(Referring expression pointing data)
= Beginning of Section =

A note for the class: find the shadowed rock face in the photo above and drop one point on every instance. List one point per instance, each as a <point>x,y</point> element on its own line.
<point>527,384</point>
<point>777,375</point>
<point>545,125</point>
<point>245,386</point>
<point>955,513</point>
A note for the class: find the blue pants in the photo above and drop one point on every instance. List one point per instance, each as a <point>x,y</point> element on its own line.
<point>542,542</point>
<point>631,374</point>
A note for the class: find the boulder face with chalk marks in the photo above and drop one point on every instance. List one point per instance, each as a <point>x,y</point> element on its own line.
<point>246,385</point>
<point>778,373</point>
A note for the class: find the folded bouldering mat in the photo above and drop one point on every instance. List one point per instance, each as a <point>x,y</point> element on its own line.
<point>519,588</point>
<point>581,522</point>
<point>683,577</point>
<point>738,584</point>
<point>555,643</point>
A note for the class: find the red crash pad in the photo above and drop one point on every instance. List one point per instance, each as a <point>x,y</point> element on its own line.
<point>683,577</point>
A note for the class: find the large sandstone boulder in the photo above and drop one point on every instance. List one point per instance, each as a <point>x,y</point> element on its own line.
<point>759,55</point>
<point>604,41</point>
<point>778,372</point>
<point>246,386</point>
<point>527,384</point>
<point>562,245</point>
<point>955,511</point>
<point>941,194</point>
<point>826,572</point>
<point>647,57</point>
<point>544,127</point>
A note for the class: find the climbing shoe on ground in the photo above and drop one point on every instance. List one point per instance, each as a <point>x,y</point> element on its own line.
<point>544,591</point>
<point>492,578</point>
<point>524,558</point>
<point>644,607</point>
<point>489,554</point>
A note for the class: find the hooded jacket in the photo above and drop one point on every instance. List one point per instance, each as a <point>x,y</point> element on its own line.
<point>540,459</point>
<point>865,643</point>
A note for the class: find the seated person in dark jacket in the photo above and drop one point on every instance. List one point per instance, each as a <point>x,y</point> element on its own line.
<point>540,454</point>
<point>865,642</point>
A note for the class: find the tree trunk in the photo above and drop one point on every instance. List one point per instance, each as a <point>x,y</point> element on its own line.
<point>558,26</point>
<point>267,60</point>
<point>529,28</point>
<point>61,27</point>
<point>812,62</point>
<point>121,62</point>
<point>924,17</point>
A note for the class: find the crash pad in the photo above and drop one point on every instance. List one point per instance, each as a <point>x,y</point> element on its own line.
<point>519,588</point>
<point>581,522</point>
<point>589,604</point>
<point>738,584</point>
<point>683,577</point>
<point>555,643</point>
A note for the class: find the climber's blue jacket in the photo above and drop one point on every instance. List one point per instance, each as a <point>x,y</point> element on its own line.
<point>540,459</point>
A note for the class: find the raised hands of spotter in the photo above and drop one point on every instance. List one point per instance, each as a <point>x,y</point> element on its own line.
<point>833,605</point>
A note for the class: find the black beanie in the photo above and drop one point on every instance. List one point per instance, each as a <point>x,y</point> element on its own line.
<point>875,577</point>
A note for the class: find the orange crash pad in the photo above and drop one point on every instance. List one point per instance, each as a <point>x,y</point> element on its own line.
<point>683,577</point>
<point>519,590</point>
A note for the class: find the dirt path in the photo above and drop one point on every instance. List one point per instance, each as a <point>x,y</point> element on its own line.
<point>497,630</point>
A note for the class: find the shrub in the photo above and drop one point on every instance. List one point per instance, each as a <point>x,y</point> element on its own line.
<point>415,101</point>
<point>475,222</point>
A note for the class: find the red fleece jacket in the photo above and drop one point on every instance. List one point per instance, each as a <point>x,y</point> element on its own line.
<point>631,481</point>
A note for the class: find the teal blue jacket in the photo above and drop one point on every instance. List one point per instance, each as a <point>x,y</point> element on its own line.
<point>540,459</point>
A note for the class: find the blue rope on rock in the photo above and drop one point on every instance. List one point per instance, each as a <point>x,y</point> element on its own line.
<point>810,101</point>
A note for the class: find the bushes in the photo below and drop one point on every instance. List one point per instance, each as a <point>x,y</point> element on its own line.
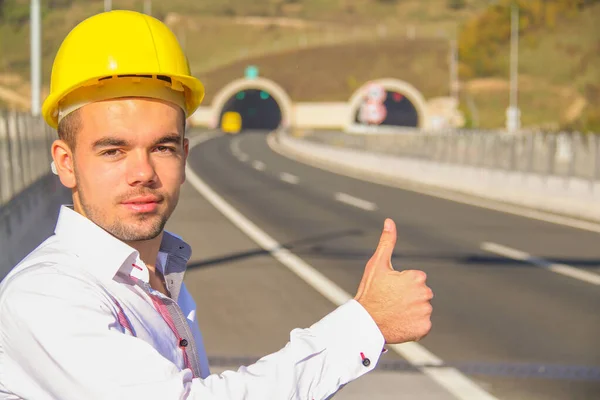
<point>483,36</point>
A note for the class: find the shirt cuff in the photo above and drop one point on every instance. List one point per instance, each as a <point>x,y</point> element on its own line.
<point>352,338</point>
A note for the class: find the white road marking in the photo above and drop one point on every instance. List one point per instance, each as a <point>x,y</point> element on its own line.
<point>289,178</point>
<point>562,269</point>
<point>237,151</point>
<point>471,200</point>
<point>355,201</point>
<point>451,379</point>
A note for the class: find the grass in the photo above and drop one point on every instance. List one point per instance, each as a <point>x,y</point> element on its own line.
<point>342,44</point>
<point>332,73</point>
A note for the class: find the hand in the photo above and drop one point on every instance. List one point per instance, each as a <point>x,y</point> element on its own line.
<point>398,302</point>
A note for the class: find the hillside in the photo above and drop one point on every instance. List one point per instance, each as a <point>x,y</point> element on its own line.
<point>321,50</point>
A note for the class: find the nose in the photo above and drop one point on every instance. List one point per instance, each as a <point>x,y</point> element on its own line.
<point>140,170</point>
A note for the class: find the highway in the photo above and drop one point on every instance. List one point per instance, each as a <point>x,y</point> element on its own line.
<point>516,329</point>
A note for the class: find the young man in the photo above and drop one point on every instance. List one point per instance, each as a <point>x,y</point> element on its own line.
<point>99,310</point>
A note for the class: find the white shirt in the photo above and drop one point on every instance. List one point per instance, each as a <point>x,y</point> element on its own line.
<point>60,336</point>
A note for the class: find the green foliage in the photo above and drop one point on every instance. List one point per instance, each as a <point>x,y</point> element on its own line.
<point>456,4</point>
<point>482,37</point>
<point>590,119</point>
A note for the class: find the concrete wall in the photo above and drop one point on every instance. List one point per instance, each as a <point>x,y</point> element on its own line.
<point>437,113</point>
<point>440,113</point>
<point>28,219</point>
<point>320,115</point>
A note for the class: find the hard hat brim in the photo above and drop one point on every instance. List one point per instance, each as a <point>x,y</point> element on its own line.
<point>193,96</point>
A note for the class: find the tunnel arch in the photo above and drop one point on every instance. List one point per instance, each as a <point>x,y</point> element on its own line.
<point>391,85</point>
<point>231,89</point>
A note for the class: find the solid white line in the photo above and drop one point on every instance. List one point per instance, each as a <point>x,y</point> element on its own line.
<point>562,269</point>
<point>355,201</point>
<point>450,378</point>
<point>445,194</point>
<point>289,178</point>
<point>237,151</point>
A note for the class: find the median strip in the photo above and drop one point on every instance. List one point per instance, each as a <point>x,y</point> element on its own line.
<point>355,201</point>
<point>562,269</point>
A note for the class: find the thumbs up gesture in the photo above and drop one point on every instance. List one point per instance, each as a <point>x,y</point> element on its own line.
<point>398,301</point>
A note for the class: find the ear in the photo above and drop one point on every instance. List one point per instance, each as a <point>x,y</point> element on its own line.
<point>63,161</point>
<point>186,152</point>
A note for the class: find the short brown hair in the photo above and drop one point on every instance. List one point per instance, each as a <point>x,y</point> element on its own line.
<point>68,128</point>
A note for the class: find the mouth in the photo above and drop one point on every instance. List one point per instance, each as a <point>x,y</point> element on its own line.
<point>143,204</point>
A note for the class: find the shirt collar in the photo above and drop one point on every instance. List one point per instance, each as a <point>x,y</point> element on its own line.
<point>105,255</point>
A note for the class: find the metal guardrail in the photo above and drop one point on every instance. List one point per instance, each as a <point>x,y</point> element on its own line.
<point>569,155</point>
<point>25,156</point>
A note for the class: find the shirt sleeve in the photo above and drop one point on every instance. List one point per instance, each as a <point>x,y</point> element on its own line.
<point>60,339</point>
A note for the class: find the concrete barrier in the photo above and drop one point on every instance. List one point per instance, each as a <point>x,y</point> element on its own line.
<point>576,198</point>
<point>28,219</point>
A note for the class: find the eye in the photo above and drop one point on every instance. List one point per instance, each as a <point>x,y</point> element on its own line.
<point>165,149</point>
<point>110,153</point>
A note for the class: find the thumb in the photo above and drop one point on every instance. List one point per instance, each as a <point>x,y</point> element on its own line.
<point>382,257</point>
<point>383,254</point>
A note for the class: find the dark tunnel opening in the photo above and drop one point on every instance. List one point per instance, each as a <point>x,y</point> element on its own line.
<point>257,109</point>
<point>400,111</point>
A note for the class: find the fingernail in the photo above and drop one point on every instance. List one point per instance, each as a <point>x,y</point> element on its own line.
<point>387,226</point>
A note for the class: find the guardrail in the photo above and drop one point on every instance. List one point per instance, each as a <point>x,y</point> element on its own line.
<point>567,155</point>
<point>25,157</point>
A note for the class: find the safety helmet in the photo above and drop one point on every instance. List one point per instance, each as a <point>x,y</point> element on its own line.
<point>119,54</point>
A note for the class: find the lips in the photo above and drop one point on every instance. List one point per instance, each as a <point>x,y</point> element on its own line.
<point>142,203</point>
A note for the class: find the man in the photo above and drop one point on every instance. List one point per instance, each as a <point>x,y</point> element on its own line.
<point>99,310</point>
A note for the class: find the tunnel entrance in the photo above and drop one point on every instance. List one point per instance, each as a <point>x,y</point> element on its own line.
<point>396,108</point>
<point>257,110</point>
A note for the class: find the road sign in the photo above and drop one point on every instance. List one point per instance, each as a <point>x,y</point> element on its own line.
<point>372,113</point>
<point>376,93</point>
<point>251,72</point>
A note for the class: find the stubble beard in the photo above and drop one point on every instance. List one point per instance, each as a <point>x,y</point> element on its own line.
<point>138,227</point>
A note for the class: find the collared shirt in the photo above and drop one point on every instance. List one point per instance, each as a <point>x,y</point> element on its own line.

= End of Section =

-- WORK TO BE COMPLETED --
The required output is the lines from the one holding "A note for the class: find the stubble" through the last line of the entries above, copied exactly.

-- ANSWER TO THIS EXERCISE --
A note for the class: find the stubble beard in the photo above and drop one point on every instance. List one point per instance, each as a <point>x,y</point> element on its own line.
<point>138,227</point>
A note for the class: find the collared shirt in the photo above and drop one point on every instance. List one point per instance, each as a <point>x,y</point> element on its own line.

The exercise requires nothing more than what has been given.